**Task set:**
**A.** Answer these questions from the missing-values text below, one answer a line:
(i) Which code stands for "Prefer not to say"?
(ii) What are respondents asked to do when they select multiple answers on single code answer questions?
(iii) Wherever possible, what has the base for questions been set to?
**B.** List every code in the missing-values text below whose description begins with the word "Missing".
**C.** Return the part of the missing-values text below that starts at the words "Where multiple answers" and ends after "not to say’.".

**Text segment:**
● ● ● ● ●

Online data
Online data need little editing following fieldwork as the checks and edits are found within the questionnaire.
Where multiple answers are selected on single code answer questions, respondents are asked to correct their answer and certain impossible answers cannot be accepted by the computer.
After the data were received in the office, rules were set for defining missing values (to describe the reasons for the missing value) and a number of further edits and imputations were possible.
Missing values
In the survey data there are various reasons why a question may not have been answered. On an online survey, in order to allow respondents to proceed past questions which they may not know the answer to or do not wish to answer, codes are used for the answers which allow them to say, ‘don’t know’ or ‘prefer not to say’.
There are also questions which may not be applicable because they were not asked for respondents in that group or were not asked during that data collection period. A respondent may also stop completing the survey part way through.
A consistent series of missing values have been used in the data to denote where data is missing: these are described in the following table.
Missing values and codes used
| Code | Description | Application |
|---|---|---|
| -99 | Missing, should have been answered | Respondents who are eligible for a question but have not answered it |
| -98 | Not applicable: Survey routing | Respondents who are not eligible for a question or measure |
| -97 | Incorrectly multi-coded, implausible or cannot be derived | Used on impairment number variable where known to have disability but number not known |
| -96 | Outlier on minutes of activity | Minutes of activity set to missing because of extreme number of minutes or activities |
| -95 | Don't know / Cannot give estimate | Respondents who are unable to answer a question |
| -94 | Prefer not to say | Respondents who explicitly chose not to answer a particular question |
| -93 | Question not asked due to the COVID-19 pandemic | Questions skipped due to routing (not used in 2024–25) |
| -92 | Missing: question not asked in this survey year or term | Question not applicable during that data collection period |
| -91 | Missing: reason unspecified | Used to replace system missing values unless recoded to -99 or -98 |
| -1 | Score/value not available in derived variable | Used where missing information prevents a derived value being created |
Wherever possible, the base for questions has been set to all respondents. However, for questions not asked at all for one group, missing values must be used.

● ● ● ● ●

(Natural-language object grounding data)

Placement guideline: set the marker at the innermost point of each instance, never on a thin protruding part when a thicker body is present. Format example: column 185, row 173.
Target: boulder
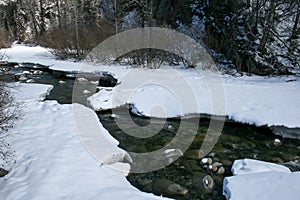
column 107, row 80
column 168, row 188
column 3, row 172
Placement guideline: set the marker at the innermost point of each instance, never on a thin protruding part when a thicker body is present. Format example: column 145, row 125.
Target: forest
column 253, row 36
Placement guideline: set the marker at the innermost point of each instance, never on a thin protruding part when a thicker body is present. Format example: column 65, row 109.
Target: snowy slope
column 254, row 100
column 176, row 92
column 52, row 163
column 261, row 181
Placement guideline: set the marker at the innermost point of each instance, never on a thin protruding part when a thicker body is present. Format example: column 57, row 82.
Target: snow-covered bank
column 52, row 163
column 262, row 181
column 169, row 93
column 254, row 100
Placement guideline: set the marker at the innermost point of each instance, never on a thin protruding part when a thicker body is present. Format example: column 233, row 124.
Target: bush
column 63, row 42
column 151, row 58
column 5, row 41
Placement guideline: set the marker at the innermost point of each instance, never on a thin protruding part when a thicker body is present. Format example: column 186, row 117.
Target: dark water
column 237, row 141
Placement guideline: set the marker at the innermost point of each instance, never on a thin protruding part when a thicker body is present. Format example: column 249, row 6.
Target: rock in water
column 107, row 80
column 204, row 183
column 3, row 172
column 168, row 188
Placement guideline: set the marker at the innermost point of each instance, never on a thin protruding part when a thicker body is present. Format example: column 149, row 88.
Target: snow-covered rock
column 262, row 181
column 51, row 160
column 250, row 166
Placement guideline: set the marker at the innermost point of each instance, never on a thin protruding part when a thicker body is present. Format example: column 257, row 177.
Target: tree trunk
column 267, row 29
column 42, row 15
column 295, row 28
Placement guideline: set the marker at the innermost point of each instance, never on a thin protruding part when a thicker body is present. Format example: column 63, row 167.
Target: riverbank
column 51, row 162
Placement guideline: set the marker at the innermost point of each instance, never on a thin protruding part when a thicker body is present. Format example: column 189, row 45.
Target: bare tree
column 8, row 114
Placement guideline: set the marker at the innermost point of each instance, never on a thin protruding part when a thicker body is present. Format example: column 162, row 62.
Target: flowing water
column 237, row 141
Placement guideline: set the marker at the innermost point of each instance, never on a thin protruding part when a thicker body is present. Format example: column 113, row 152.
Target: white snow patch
column 51, row 161
column 261, row 180
column 254, row 100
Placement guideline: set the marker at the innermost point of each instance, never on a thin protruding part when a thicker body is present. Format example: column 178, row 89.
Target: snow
column 262, row 181
column 249, row 166
column 169, row 92
column 51, row 160
column 165, row 93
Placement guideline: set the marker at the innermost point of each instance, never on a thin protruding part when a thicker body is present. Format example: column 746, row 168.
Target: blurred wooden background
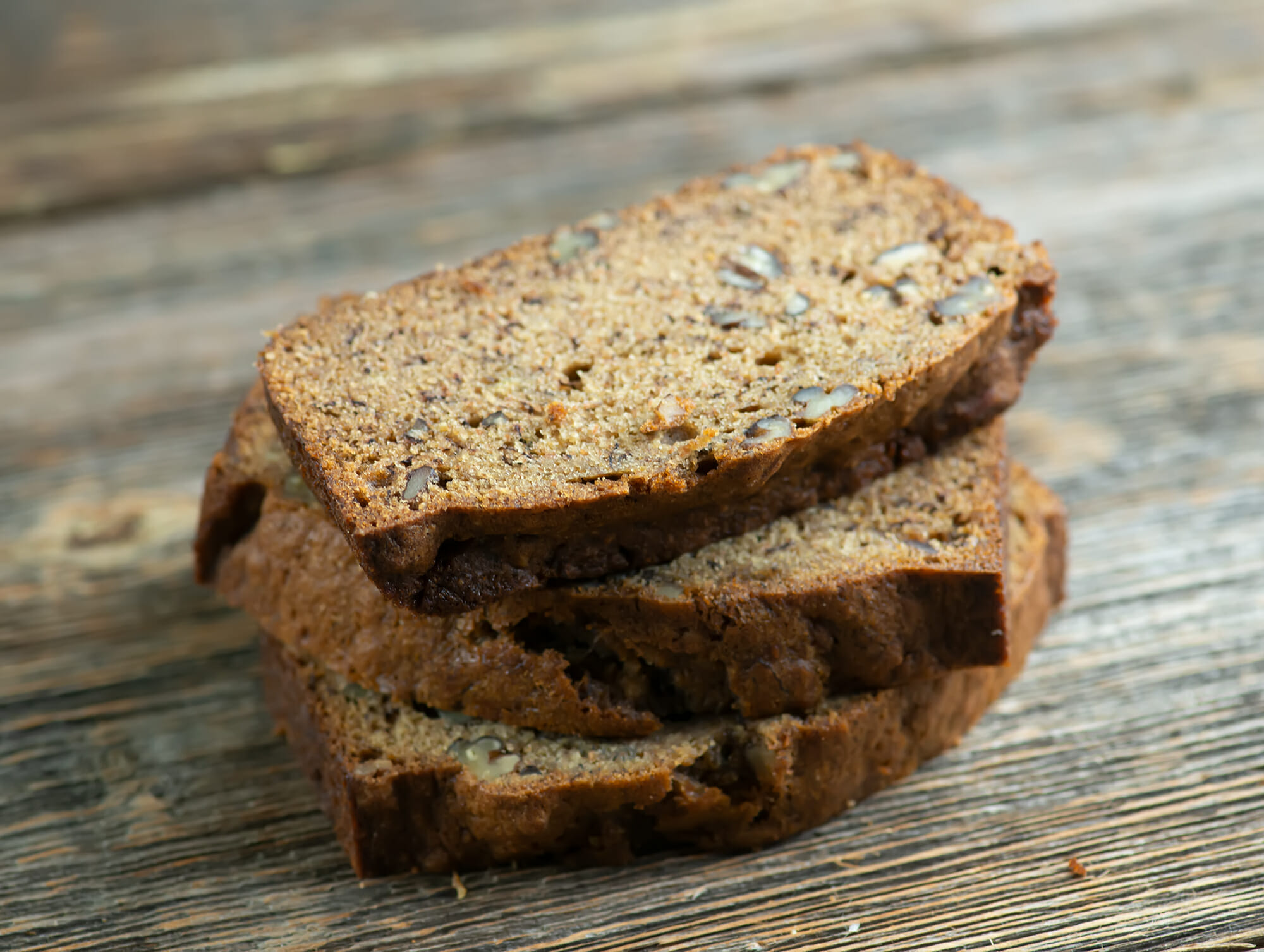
column 176, row 177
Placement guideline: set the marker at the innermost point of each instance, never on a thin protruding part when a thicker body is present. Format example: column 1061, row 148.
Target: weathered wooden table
column 146, row 804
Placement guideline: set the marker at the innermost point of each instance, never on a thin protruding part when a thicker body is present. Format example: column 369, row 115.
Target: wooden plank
column 133, row 96
column 146, row 804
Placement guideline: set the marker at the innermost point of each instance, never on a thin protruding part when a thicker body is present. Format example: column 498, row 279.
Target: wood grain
column 145, row 802
column 123, row 97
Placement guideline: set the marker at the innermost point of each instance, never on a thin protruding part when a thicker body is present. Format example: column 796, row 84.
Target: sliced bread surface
column 899, row 582
column 600, row 398
column 422, row 790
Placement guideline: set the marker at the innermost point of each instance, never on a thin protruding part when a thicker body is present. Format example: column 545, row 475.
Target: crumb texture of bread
column 643, row 364
column 899, row 582
column 415, row 788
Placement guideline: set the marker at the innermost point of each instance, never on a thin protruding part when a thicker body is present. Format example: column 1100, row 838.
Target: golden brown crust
column 400, row 801
column 542, row 495
column 844, row 596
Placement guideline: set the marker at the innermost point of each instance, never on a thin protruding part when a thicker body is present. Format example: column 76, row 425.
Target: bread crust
column 451, row 551
column 873, row 608
column 711, row 783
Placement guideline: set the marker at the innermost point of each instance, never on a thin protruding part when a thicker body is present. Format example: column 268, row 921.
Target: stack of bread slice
column 691, row 523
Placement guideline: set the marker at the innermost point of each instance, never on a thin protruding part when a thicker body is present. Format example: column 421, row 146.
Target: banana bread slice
column 643, row 383
column 899, row 582
column 423, row 790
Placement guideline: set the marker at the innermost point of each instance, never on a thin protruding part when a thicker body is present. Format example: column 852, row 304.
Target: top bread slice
column 600, row 398
column 410, row 788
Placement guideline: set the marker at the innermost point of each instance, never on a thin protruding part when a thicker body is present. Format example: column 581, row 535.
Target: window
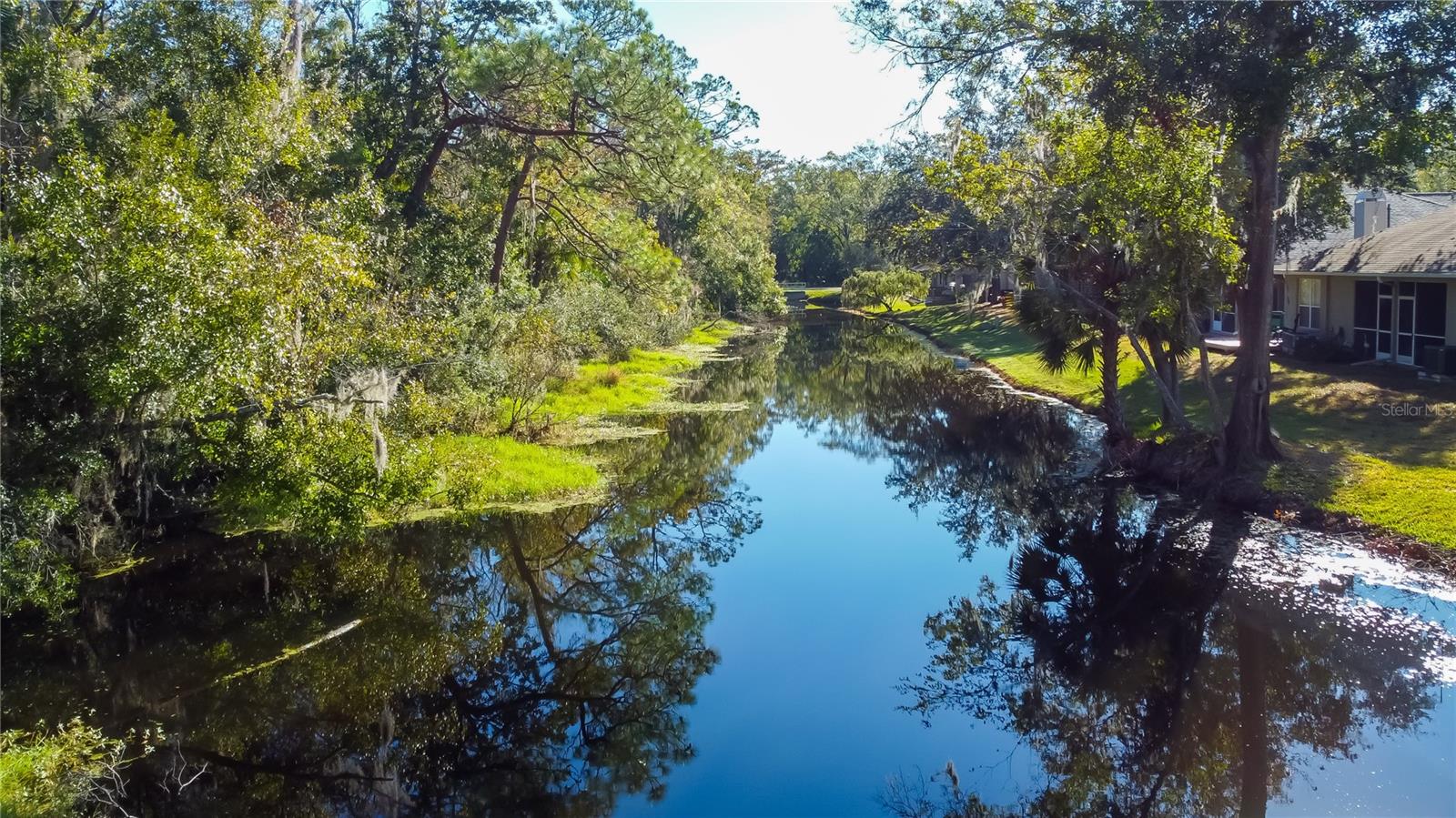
column 1309, row 303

● ● ● ● ●

**Outputs for the tasks:**
**A.**
(i) -94
(ii) Correct their answer
(iii) All respondents

**B.** -99, -92, -91

**C.**
Where multiple answers are selected on single code answer questions, respondents are asked to correct their answer and certain impossible answers cannot be accepted by the computer.
After the data were received in the office, rules were set for defining missing values (to describe the reasons for the missing value) and a number of further edits and imputations were possible.
Missing values
In the survey data there are various reasons why a question may not have been answered. On an online survey, in order to allow respondents to proceed past questions which they may not know the answer to or do not wish to answer, codes are used for the answers which allow them to say, ‘don’t know’ or ‘prefer not to say’.